Edit the passage on Shift-Reduce parsing: reproduce it starting with "Each further parsing" and going on through "the parsing process.", replacing "bottom-up" with "top-down".

Source text →
■ ■ ■ ■ ■

In our CoNLL-RDF-based pre-annotation pipeline, we adopt Shift-Reduce terminology [28], 100–104. However, we model SHIFT and REDUCE as RDF properties that result from parsing operations, rather than these parsing operations themselves. The sequential order of tokens or partial parses is no longer maintained by ‘stack’ or ‘queue’ data structures but by explicit SHIFT relations which are inserted for every nif:nextWord property in the graph. The initial ‘queue’ of partial parses thus reflects the word order of a sentence.

Each further parsing step then applies language-specific rules in a bottom-up fashion (instead of left-to-right as in classical Shift-Reduce parsing). Rules remove corresponding parses from the ‘queue’ by deleting their SHIFT relations and replacing them by REDUCE relations with the respective head of the parse. The head is then connected to the parses’ SHIFT-precedent, or successor, thus restoring the sequence of the SHIFT ‘queue’. With any remaining SHIFT relations of the reduced elements being transferred to the (partial) parse, the sequence of SHIFTs takes over the functions of the traditional ‘queue’ and the traditional ‘stack’ at the same time, but elements are processed regardless of their sequential order; instead, the order of parsing rules plays a decisive role in the parsing process.

Our parser uses CoNLL-RDF update to execute and iterate SPARQL updates rules in a pre-defined order until no further transformations occur, i.e., because a single root for the sentence has been established. In the end, the remaining SHIFT transitions are removed. The REDUCE relations now connect elements with their respective head and are therefore replaced by conll:HEAD properties.

■ ■ ■ ■ ■

Information supplied →

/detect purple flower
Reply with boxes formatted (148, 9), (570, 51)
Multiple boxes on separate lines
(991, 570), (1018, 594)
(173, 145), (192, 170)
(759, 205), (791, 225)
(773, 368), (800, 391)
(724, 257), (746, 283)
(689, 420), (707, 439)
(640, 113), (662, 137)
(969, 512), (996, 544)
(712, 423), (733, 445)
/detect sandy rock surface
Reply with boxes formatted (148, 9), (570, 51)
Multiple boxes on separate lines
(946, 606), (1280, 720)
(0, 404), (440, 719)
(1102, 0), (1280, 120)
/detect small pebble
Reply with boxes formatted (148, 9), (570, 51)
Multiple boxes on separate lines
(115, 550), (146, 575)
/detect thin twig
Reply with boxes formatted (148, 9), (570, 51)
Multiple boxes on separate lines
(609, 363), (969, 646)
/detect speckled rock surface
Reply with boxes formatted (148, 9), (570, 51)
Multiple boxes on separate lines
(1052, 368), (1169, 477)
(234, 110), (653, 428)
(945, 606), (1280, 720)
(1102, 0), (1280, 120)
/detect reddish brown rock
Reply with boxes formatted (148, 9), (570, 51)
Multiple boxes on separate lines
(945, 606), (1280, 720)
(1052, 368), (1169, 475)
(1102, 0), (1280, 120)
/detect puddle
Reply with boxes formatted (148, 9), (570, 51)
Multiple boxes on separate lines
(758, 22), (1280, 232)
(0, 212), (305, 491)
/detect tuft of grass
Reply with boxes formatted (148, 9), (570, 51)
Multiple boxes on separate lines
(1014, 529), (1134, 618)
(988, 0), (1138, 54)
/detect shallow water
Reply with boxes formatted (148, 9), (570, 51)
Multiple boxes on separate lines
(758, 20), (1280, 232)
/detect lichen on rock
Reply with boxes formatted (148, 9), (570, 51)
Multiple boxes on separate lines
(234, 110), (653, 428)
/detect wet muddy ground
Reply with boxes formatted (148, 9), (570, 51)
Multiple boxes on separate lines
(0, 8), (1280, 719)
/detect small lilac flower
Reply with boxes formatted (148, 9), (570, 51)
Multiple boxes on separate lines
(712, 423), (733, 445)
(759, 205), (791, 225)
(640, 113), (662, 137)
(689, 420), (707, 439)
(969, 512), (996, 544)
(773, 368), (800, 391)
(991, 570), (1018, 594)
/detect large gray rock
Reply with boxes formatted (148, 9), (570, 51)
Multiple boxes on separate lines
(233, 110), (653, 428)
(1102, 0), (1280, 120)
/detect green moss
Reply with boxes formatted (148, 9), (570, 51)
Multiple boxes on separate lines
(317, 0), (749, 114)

■ ■ ■ ■ ■

Task answer →
Each further parsing step then applies language-specific rules in a top-down fashion (instead of left-to-right as in classical Shift-Reduce parsing). Rules remove corresponding parses from the ‘queue’ by deleting their SHIFT relations and replacing them by REDUCE relations with the respective head of the parse. The head is then connected to the parses’ SHIFT-precedent, or successor, thus restoring the sequence of the SHIFT ‘queue’. With any remaining SHIFT relations of the reduced elements being transferred to the (partial) parse, the sequence of SHIFTs takes over the functions of the traditional ‘queue’ and the traditional ‘stack’ at the same time, but elements are processed regardless of their sequential order; instead, the order of parsing rules plays a decisive role in the parsing process.